Aim of the task :: Your task is to repeat the records exactly from the line containing "Put a dot on the fielder in" onward, through the final line.

Dataset records ::
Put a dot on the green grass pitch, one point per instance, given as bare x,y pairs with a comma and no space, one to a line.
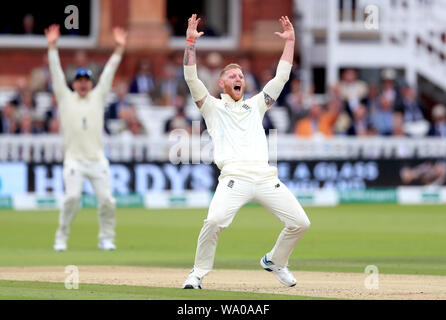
347,238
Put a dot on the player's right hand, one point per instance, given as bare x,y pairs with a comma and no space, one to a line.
52,33
191,32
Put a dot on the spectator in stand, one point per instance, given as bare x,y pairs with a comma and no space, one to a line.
9,118
297,103
438,127
26,125
251,83
116,109
382,118
360,123
143,81
168,87
411,112
389,89
180,120
318,122
371,101
81,61
28,24
352,90
40,78
131,122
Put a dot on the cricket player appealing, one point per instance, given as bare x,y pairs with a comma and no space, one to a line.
82,121
241,153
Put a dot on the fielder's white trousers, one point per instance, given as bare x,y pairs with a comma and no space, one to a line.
74,173
230,196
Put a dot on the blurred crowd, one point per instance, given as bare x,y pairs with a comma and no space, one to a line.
351,107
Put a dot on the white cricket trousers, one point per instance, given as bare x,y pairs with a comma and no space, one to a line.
74,173
231,194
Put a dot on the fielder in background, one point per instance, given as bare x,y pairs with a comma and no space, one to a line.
241,153
82,122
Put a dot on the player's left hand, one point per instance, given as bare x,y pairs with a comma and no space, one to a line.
288,30
120,36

Output of the exercise ::
Put a dot on the fielder in background, one point per instance, given as bare x,y pairs with a comma and no space, one to a line.
241,153
82,122
Put a dot on the player's left hand, one point per instance, given as bare x,y pairs with a comma and no space, one to a line.
288,30
120,36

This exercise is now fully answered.